* Dataset extract *
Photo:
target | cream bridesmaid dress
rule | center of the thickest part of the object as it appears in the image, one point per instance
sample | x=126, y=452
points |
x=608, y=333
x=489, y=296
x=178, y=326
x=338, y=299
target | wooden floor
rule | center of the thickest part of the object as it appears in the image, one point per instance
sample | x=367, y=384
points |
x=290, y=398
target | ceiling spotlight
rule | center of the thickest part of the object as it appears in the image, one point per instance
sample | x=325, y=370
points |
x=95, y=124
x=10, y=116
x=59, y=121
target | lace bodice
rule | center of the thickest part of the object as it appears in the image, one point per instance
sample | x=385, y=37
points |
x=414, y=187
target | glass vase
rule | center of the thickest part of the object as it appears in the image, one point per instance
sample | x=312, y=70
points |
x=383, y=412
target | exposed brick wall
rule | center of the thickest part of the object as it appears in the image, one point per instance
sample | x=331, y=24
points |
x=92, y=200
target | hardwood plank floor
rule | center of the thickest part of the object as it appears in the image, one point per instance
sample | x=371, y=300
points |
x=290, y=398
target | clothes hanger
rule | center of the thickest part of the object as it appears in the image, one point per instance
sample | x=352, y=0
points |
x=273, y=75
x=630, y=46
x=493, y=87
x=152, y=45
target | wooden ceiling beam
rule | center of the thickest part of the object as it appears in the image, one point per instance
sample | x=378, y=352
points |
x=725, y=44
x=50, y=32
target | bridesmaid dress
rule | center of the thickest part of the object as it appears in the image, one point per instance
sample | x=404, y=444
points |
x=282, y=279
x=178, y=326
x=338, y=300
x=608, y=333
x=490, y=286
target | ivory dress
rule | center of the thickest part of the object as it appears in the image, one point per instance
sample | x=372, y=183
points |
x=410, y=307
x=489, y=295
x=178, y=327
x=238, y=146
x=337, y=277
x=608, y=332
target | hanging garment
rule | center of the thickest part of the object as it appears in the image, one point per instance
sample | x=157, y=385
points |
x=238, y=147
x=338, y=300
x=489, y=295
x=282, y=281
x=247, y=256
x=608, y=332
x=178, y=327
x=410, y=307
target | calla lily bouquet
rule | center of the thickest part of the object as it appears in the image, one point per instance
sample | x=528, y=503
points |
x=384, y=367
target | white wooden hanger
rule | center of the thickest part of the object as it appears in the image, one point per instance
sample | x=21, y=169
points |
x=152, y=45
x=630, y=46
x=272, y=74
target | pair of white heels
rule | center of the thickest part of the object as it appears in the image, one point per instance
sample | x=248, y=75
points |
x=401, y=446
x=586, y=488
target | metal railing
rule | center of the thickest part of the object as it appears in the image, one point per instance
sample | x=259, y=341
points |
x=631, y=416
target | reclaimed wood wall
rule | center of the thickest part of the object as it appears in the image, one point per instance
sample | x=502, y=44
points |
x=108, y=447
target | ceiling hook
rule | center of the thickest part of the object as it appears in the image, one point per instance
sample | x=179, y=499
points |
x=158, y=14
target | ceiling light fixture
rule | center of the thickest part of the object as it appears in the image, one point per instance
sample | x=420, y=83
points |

* Work instructions *
Rewrite the data above, changing every "thickest part" to "widest part" and leaving everything else as it is.

* Answer in full *
Photo:
target | cream bridesmaid dress
rule | center of the widest part of the object as it appears in the image, one point per instance
sample | x=126, y=452
points |
x=608, y=333
x=489, y=296
x=178, y=326
x=338, y=299
target | wooden floor
rule | center of the widest part of the object as it appears in the image, one point per instance
sample | x=367, y=384
points |
x=290, y=398
target | ceiling spotlight
rule | center of the widest part of the object as it appears in the image, one point per instance
sample | x=325, y=370
points |
x=95, y=124
x=10, y=116
x=59, y=121
target | lace bodice
rule | center of the widest part of the object as it appears in the image, one point per instance
sample | x=385, y=37
points |
x=414, y=187
target | glass vase
rule | center of the widest part of the object as it appears in the image, one point per instance
sample | x=312, y=70
points |
x=383, y=412
target | exposed brick wall
rule | center of the widest part of the object as it appears in the image, one point per instance
sample | x=331, y=24
points |
x=92, y=200
target | hardwood plank floor
rule | center of the widest part of the object as it appears in the image, one point per instance
sample | x=371, y=300
points |
x=290, y=398
target | clothes hanger
rule | center of the widest part of the object as it appears in the image, one point per instance
sample | x=352, y=0
points |
x=273, y=75
x=630, y=46
x=493, y=87
x=152, y=45
target | wooden ceiling beam
rule | center of the widest part of the object as it appears in the image, one point per instance
sample | x=378, y=352
points |
x=725, y=44
x=50, y=32
target | bridesmaid dress
rule | center of the widest part of the object as it appears in the image, one point per instance
sample | x=404, y=444
points |
x=282, y=279
x=178, y=326
x=338, y=300
x=608, y=333
x=490, y=286
target | ivory dress
rule | center of the widest part of the object as it appears in the image, one point per instance
sample | x=372, y=183
points |
x=410, y=307
x=489, y=295
x=178, y=327
x=238, y=146
x=337, y=277
x=608, y=332
target | hanging garment
rule | center of the widest part of the object as it appears in the image, one point per instance
sample | x=157, y=385
points |
x=238, y=147
x=338, y=300
x=489, y=295
x=282, y=281
x=247, y=256
x=608, y=332
x=178, y=327
x=410, y=307
target | calla lily bouquet
rule | center of the widest part of the object as it appears in the image, one point per instance
sample | x=528, y=503
points |
x=384, y=367
target | white wooden hanger
rule | center of the widest part of the object as it appears in the image, one point per instance
sample | x=21, y=169
points |
x=152, y=45
x=630, y=46
x=272, y=74
target | pair of white heels
rule | center of the widest part of the object as it appears in the image, one point per instance
sample | x=248, y=75
points |
x=401, y=446
x=586, y=488
target | metal railing
rule | center of the widest part of the object as it appears in the image, one point per instance
sample | x=259, y=341
points |
x=631, y=416
target | reclaimed wood wall
rule | center of the widest part of the object as it appears in the image, one point per instance
sample | x=502, y=44
points |
x=108, y=447
target | ceiling hook
rule | center of the widest part of the object as it appears in the image, one point per instance
sample | x=179, y=499
points |
x=158, y=14
target | ceiling light fixture
rule | center of the widest part of the object as it appears in the image, one point per instance
sample | x=420, y=83
points |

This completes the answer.